**PROMPT**
Look below for the line containing "In this picture, where can the murky"; write out that line and each one after it to the end, exactly, and nothing else.

START SUPPLIED INFORMATION

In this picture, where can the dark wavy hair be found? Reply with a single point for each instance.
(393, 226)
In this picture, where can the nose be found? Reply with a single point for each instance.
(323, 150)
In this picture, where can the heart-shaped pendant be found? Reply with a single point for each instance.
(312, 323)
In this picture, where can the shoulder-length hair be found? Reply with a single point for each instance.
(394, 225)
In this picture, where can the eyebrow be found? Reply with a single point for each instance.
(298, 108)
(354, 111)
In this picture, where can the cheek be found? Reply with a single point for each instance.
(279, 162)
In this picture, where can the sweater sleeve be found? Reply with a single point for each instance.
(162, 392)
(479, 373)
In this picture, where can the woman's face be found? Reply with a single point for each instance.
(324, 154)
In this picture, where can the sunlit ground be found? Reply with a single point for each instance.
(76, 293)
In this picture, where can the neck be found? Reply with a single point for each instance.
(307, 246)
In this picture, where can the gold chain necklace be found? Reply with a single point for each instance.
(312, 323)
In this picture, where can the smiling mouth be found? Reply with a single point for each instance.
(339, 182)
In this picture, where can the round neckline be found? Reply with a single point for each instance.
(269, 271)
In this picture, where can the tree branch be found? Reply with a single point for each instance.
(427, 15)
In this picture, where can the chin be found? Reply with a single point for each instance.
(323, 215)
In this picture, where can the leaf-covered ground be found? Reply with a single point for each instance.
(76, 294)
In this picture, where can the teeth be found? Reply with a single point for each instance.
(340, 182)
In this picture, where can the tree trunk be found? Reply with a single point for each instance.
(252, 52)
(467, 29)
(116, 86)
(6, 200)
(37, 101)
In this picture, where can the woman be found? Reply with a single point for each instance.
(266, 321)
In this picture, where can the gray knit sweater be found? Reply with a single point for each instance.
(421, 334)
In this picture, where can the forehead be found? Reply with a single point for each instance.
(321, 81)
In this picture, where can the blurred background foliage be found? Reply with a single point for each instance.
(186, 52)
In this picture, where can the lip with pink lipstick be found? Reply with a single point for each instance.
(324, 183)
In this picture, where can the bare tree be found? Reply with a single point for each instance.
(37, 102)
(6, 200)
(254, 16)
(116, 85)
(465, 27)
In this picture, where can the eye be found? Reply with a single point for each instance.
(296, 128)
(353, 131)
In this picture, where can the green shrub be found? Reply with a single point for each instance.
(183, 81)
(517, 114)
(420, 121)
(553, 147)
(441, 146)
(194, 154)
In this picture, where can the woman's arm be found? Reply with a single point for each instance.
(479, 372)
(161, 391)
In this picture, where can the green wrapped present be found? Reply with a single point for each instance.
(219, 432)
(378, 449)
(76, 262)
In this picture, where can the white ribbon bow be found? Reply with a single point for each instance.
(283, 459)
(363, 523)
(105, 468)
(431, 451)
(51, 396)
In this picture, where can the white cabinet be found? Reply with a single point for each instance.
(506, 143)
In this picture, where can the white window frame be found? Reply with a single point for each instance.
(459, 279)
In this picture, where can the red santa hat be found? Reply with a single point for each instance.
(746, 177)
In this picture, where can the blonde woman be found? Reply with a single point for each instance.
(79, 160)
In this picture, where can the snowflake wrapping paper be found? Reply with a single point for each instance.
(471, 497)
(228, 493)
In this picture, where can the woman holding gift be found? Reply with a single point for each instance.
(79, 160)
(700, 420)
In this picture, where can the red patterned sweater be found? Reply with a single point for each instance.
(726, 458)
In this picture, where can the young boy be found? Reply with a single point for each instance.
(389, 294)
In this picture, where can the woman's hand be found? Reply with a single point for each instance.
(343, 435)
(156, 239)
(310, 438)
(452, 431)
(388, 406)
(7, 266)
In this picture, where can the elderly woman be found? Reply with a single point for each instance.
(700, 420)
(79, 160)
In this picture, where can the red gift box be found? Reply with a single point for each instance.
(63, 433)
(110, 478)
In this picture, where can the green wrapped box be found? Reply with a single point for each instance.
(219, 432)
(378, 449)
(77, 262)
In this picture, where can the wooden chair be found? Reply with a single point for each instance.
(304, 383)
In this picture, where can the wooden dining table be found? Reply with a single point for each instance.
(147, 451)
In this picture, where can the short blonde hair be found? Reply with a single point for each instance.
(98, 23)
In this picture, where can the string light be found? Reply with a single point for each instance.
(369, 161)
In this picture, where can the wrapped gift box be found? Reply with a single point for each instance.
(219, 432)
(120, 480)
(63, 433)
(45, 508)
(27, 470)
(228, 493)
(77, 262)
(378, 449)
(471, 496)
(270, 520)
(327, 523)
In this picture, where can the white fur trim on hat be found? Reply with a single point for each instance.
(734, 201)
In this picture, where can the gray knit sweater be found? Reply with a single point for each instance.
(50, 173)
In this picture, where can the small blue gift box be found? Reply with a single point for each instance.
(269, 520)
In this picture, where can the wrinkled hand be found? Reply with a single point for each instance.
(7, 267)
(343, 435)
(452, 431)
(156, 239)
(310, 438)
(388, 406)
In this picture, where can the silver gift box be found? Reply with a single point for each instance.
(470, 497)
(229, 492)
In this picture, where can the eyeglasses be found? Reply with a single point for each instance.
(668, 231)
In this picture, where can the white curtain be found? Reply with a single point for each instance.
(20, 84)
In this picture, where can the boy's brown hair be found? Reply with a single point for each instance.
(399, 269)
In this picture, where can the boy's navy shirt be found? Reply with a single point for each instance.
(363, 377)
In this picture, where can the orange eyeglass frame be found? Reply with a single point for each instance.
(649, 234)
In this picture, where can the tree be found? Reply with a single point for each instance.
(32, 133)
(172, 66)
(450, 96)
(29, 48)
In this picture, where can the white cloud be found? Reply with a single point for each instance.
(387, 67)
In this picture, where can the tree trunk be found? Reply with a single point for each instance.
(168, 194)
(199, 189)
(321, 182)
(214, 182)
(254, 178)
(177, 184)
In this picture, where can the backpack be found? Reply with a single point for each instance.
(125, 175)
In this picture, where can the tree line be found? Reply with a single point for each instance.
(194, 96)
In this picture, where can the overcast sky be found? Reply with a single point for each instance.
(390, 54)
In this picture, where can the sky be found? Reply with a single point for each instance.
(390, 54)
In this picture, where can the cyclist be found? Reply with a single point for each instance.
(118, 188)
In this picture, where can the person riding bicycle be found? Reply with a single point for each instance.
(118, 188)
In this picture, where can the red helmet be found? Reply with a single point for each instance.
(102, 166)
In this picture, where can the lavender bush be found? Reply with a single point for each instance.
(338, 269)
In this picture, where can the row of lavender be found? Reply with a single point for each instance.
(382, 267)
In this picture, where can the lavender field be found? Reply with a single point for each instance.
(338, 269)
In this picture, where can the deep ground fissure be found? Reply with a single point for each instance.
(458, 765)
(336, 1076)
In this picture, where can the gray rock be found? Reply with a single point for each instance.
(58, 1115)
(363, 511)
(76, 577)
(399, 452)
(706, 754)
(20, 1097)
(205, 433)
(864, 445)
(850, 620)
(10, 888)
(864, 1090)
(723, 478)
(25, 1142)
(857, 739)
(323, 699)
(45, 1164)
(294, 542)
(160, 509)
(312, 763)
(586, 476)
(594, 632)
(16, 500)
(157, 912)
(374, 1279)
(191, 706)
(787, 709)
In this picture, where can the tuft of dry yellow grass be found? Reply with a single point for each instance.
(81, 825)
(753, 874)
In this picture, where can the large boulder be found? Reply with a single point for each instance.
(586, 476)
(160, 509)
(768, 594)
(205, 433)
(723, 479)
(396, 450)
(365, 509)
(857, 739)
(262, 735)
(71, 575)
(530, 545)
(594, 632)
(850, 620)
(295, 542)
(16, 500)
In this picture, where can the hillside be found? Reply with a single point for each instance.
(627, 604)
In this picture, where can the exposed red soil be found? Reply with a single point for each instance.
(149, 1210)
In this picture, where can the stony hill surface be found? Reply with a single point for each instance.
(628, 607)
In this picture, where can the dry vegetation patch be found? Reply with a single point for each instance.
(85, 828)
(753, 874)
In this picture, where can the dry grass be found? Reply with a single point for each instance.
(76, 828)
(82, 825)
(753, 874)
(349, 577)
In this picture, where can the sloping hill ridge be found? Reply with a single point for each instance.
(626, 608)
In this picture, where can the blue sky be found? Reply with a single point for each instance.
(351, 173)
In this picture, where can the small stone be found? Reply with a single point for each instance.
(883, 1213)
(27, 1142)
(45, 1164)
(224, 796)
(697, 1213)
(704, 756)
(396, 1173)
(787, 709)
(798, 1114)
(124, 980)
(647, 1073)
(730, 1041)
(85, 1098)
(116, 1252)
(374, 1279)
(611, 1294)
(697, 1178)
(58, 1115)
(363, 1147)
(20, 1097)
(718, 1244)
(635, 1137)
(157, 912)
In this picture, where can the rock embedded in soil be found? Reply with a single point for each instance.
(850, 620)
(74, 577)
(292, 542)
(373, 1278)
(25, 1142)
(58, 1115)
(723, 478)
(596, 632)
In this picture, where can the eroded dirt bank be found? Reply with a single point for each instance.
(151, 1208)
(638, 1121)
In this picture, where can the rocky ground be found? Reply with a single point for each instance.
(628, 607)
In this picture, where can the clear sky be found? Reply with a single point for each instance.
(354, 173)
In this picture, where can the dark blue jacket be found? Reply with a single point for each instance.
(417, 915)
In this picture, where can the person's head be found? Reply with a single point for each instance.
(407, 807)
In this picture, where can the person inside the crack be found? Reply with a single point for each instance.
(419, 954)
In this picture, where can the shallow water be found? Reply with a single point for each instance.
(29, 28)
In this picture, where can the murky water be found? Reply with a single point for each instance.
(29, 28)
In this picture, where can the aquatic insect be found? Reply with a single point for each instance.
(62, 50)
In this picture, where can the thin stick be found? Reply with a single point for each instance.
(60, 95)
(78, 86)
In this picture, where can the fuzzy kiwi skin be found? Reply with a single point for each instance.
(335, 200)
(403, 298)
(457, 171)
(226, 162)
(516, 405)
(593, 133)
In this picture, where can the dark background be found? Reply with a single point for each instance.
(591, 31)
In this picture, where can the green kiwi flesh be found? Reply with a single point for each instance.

END SUPPLIED INFORMATION

**WRITTEN ANSWER**
In this picture, where can the murky water be found? Reply with a single point for each instance.
(29, 28)
In this picture, where can the aquatic insect be found? Reply with a single point for each instance.
(62, 50)
In this picture, where can the thin stick be found? Reply with a single point for each instance.
(60, 95)
(78, 86)
In this picture, where can the fuzzy kiwi skin be found? Reply with a single point for each instance.
(335, 200)
(403, 298)
(457, 171)
(226, 162)
(516, 405)
(593, 133)
In this picture, where can the dark background be found? Reply with a single point for each instance.
(591, 31)
In this picture, where can the green kiwi flesh be found? Reply with a single point for each instance.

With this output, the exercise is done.